## Work request A
In the article on shipping production AI, which provider hosts every RogueAI system?
## Work request B
From the article on shipping production AI, copy word for word the part that opens with the words containing "The typical SaaS" and closes with "Cybersecurity Consulting Germany.)".

## Exercise text
────
Shipping Production AI: 20 Lessons Building RogueAI

Most AI demos die on the way to production. The model that wowed in a Loom video falls apart the moment a real user mistypes a query, latency spikes at 8am on a Monday, the hosted LLM rate-limits you mid-month, or the bill lands.

For the last two years I have shipped AI rather than demoed it. RogueAI.de is my personal AI lab — 20+ systems built end-to-end on Hetzner Germany, covering RAG pipelines, AI agents, LoRA fine-tuning, document AI, a meeting copilot, and offline voice dictation. No client work, no commercial product. Real systems running in production today.

Here is what that actually taught me — about infrastructure, cost, UX, and the gap between a working prototype and a working product.

Why I built 20+ production AI apps instead of polishing one

The conventional advice is “build one thing well.” For two years I did the opposite. One application teaches you one domain. Twenty teach you the patterns that hold across domains — and those patterns are the real reusable asset.

A pension calculator is structured numerical data with regulatory constraints — Monte Carlo simulations across thousands of market paths. A tax document AI is OCR plus extraction plus rule-based reconciliation. A meeting copilot ingests audio transcripts and reasons about them after the fact. A voice dictation tool handles real-time speech on a strict latency budget. CompliBot — 38 endpoints — handles thousands of documents across compliance workflows. Each is a different shape of engineering problem.

The data shapes differ. The user expectations differ. The latency tolerances differ. What stays constant by the twentieth build is the architecture. It comes down to a small number of decisions you make once and reuse forever.

The infrastructure decision behind shipping production AI: Hetzner Germany

Every RogueAI system runs on Hetzner Germany. Not AWS, not GCP. The reason is not ideology — it is unit economics and EU data residency.

The typical SaaS stack — cloud LLM, cloud vector store, cloud everything — burns money fast. A RogueAI application on a Hetzner VPS costs less per month than the equivalent AWS configuration costs per day. Across 20+ applications, that is the difference between a sustainable lab and an unaffordable one.

The architecture is consistent across the portfolio: Docker containers in isolated networks, Caddy as reverse proxy, automated health checks with automatic recovery, models deployed locally via Ollama or whisper.cpp where latency demands it, and no US cloud APIs anywhere in the data path. (For more on the German Mittelstand audit context this serves, see Cybersecurity Consulting Germany.)

There are tradeoffs. No managed Kubernetes. No managed embedding service. You provision Postgres yourself. At small-to-medium scale those constraints are features — they force architectural simplicity.

When hosted LLMs help shipping production AI, and when they do not

The biggest cost variable is the LLM call. Ten dollars per million tokens sounds cheap until a single user burns through millions of tokens in an afternoon.

I split RogueAI applications into three classes:

Hosted LLM (Anthropic, OpenAI): for applications where users tolerate higher latency and the value per call is high. Document AI workloads — tax documents, complex contracts — fit here. Quality matters more than cost.
────
## Information given
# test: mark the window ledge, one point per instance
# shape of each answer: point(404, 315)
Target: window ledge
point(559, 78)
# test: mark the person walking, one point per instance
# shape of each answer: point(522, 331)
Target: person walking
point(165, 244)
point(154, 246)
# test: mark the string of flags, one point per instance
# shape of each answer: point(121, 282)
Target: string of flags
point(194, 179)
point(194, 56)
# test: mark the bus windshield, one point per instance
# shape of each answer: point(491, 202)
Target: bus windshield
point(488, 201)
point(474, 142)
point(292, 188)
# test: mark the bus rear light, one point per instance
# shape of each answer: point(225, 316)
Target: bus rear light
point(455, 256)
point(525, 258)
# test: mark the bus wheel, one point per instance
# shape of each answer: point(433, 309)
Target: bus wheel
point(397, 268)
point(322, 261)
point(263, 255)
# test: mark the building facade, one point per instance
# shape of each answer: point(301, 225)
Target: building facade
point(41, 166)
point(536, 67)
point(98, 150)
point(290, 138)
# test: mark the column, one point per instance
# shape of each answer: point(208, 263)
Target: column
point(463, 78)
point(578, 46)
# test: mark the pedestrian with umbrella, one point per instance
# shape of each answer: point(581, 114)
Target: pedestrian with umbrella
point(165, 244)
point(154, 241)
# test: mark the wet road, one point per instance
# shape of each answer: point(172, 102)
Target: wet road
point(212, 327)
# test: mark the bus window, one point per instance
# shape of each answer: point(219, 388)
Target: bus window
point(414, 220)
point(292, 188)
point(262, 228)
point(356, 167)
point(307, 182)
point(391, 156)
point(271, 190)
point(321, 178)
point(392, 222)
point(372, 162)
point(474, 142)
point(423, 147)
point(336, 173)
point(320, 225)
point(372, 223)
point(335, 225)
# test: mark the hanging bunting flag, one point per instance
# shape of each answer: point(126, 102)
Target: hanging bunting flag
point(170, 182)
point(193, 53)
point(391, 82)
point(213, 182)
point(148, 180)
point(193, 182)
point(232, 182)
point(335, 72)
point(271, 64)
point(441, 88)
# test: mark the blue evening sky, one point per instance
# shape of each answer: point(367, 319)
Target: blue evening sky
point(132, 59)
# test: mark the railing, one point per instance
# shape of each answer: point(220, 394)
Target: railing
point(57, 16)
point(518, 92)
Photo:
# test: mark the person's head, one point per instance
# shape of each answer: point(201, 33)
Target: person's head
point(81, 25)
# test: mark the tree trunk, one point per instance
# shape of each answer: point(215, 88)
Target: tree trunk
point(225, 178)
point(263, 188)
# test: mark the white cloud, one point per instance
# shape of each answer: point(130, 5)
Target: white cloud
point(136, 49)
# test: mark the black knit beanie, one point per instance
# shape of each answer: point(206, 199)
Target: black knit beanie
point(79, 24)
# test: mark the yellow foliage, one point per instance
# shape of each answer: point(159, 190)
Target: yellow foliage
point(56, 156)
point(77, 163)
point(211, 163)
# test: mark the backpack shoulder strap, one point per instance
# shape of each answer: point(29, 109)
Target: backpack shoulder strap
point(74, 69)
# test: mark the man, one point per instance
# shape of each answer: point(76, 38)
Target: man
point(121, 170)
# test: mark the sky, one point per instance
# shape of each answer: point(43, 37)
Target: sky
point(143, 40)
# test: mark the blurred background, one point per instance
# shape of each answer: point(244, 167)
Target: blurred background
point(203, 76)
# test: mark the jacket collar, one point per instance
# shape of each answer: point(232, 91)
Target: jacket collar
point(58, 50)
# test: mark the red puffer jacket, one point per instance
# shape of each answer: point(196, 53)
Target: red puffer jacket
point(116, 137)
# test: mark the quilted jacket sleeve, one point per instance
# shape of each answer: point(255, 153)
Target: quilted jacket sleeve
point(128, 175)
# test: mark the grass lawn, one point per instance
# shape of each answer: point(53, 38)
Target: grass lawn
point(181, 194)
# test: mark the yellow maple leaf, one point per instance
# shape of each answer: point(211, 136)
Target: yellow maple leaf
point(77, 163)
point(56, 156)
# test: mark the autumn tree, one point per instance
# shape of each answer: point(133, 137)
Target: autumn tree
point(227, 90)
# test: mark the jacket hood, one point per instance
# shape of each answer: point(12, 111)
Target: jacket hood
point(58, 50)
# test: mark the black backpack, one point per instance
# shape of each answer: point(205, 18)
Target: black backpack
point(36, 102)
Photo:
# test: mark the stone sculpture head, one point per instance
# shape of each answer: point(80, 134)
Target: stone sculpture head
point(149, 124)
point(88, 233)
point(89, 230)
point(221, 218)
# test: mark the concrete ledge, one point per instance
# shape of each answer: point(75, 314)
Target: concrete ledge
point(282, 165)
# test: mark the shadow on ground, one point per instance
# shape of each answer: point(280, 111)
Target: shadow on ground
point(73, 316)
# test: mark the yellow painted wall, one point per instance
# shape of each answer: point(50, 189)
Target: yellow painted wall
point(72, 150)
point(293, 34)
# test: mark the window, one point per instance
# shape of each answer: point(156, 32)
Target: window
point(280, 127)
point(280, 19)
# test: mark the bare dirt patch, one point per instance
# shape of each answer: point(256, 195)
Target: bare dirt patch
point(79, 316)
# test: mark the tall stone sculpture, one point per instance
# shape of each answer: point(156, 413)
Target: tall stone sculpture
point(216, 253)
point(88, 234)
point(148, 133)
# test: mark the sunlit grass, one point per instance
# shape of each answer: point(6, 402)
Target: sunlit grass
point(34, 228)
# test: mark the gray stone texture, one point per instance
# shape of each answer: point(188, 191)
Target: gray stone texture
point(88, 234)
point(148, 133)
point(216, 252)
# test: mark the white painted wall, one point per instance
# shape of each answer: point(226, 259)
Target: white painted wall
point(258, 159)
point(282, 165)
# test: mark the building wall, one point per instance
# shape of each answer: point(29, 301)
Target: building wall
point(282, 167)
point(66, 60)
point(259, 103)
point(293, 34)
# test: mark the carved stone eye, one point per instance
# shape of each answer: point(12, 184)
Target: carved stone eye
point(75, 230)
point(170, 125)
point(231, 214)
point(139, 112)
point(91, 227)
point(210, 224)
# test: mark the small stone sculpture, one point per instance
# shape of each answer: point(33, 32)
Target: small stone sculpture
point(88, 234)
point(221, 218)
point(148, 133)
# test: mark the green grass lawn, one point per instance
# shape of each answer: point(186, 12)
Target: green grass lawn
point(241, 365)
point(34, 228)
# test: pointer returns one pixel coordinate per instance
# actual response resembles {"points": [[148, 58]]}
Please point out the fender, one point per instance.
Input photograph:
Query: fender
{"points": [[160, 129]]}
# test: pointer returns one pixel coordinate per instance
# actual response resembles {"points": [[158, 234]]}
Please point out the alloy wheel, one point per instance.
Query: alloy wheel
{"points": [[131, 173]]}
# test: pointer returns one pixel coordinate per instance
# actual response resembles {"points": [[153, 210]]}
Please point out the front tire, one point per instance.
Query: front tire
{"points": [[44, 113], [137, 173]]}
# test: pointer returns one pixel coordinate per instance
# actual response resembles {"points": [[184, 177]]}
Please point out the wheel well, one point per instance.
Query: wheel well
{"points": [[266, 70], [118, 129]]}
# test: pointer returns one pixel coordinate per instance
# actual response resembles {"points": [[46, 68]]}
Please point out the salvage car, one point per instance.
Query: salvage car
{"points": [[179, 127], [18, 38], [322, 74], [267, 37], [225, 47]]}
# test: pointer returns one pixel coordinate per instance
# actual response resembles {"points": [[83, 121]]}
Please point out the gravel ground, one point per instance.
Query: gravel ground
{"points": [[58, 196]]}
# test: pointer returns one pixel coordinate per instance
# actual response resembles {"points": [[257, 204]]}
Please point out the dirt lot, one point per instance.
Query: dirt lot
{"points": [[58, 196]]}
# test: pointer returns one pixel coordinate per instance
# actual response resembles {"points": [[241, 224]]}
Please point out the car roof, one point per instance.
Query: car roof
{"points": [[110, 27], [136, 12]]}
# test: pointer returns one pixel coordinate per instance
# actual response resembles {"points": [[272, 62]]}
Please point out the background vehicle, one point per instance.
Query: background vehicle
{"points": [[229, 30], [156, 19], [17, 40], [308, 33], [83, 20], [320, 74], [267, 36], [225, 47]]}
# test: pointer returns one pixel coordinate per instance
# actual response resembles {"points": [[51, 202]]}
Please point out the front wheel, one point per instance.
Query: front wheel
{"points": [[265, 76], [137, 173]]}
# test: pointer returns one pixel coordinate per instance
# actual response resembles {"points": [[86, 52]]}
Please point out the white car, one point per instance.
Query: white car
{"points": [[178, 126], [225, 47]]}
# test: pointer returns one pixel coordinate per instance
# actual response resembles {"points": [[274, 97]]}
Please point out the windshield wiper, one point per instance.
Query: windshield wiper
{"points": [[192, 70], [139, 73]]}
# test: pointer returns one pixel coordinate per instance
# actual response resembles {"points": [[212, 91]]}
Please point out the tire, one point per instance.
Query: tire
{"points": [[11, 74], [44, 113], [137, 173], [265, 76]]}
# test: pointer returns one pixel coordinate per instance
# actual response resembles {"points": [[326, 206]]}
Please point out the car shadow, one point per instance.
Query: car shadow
────
## Task solution A
Hetzner Germany.

## Task solution B
The typical SaaS stack — cloud LLM, cloud vector store, cloud everything — burns money fast. A RogueAI application on a Hetzner VPS costs less per month than the equivalent AWS configuration costs per day. Across 20+ applications, that is the difference between a sustainable lab and an unaffordable one.

The architecture is consistent across the portfolio: Docker containers in isolated networks, Caddy as reverse proxy, automated health checks with automatic recovery, models deployed locally via Ollama or whisper.cpp where latency demands it, and no US cloud APIs anywhere in the data path. (For more on the German Mittelstand audit context this serves, see Cybersecurity Consulting Germany.)